Print every entry again, precisely as written.
── Supplied records ──
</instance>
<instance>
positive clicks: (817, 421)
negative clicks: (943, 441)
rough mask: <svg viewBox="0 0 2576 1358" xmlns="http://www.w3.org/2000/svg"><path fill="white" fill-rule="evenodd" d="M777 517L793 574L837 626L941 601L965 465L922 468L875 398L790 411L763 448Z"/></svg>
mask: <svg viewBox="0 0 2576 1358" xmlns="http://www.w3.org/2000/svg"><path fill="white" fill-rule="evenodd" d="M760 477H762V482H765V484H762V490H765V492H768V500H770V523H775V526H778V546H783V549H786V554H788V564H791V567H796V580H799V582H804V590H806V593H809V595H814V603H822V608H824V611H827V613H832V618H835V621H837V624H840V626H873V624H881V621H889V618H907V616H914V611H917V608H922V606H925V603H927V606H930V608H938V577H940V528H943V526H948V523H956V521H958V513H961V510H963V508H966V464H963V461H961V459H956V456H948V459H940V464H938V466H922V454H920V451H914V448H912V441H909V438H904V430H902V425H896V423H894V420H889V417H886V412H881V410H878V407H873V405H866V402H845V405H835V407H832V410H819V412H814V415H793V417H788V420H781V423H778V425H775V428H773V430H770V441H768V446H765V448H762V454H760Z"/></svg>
───
**Task response**:
</instance>
<instance>
positive clicks: (817, 421)
negative clicks: (943, 441)
rough mask: <svg viewBox="0 0 2576 1358" xmlns="http://www.w3.org/2000/svg"><path fill="white" fill-rule="evenodd" d="M777 517L793 574L837 626L941 601L965 465L922 468L875 398L790 411L763 448Z"/></svg>
mask: <svg viewBox="0 0 2576 1358" xmlns="http://www.w3.org/2000/svg"><path fill="white" fill-rule="evenodd" d="M760 477H762V482H765V484H762V490H765V492H768V500H770V523H775V526H778V546H783V549H786V554H788V564H791V567H796V580H799V582H804V590H806V593H809V595H814V603H822V608H824V611H827V613H832V618H835V621H837V624H840V626H873V624H881V621H889V618H907V616H914V611H917V608H922V606H925V603H927V606H930V608H938V577H940V528H943V526H948V523H956V521H958V513H961V510H963V508H966V464H963V461H961V459H956V456H948V459H940V464H938V466H922V454H920V451H914V448H912V441H909V438H904V430H902V425H896V423H894V420H889V417H886V412H881V410H878V407H873V405H866V402H845V405H835V407H832V410H819V412H814V415H793V417H788V420H781V423H778V425H775V428H773V430H770V441H768V446H765V448H762V454H760Z"/></svg>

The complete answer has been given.